This page is the canonical version of XTF's competition guidelines for the 2026 cycle. If anything below conflicts with text on another page, this page wins.
1 · Submission requirements
To be eligible for review, your team must upload all of the following to its team dashboard by 31 August 2026, 23:59 UTC:
Project paper (PDF) — up to 12 pages including figures, references and appendices. Use the XTF paper template (LaTeX or Word) or any reasonable approximation. A paper is required for every project, including pure hardware or software projects.
Short video (MP4 or YouTube/Vimeo link) — up to 5 minutes. The video should explain what you did, why it matters, and demonstrate any working prototype. Production value is not scored; clarity is.
Repository or supporting materials link — a public link to your code, design files, datasets, or any other artefact a reviewer would need to evaluate the work. Private repos with read-only review access are fine.
Team statement (≤500 words) — who did what, and (if applicable) what mentorship or external help you received. Honesty here is required and is itself a positive signal.
Ethics & safety attestation — a signed checklist (provided in your dashboard) covering human subjects, biosafety, and youth safeguarding where applicable. See section 6.
Languages
Submissions are accepted in English, Spanish, French, Mandarin, Arabic and Portuguese. If you write in another language, you may submit but must also include an English-language abstract (≤300 words) and an English-language version of the 5-minute video (subtitles are fine). Reviewers are matched to your submission language whenever possible.

....

REQUIRED WORK:
**A)** Translate this sentence from the competition guidelines into Spanish: "Production value is not scored; clarity is."
**B)** Reproduce the whole listing that follows the competition guidelines word for word, from its first line to its last.

....

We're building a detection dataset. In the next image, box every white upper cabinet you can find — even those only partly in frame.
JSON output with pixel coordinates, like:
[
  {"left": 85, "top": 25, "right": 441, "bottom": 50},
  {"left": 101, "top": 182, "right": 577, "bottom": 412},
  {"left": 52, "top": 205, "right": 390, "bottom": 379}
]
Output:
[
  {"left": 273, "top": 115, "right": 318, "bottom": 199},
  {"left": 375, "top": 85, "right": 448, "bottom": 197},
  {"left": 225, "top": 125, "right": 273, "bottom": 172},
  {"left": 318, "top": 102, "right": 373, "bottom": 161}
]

....

COMPLETE ANSWERS:
**A)** El valor de producción no se puntúa; la claridad sí.

**B)**
We're building a detection dataset. In the next image, box every white upper cabinet you can find — even those only partly in frame.
JSON output with pixel coordinates, like:
[
  {"left": 85, "top": 25, "right": 441, "bottom": 50},
  {"left": 101, "top": 182, "right": 577, "bottom": 412},
  {"left": 52, "top": 205, "right": 390, "bottom": 379}
]
Output:
[
  {"left": 273, "top": 115, "right": 318, "bottom": 199},
  {"left": 375, "top": 85, "right": 448, "bottom": 197},
  {"left": 225, "top": 125, "right": 273, "bottom": 172},
  {"left": 318, "top": 102, "right": 373, "bottom": 161}
]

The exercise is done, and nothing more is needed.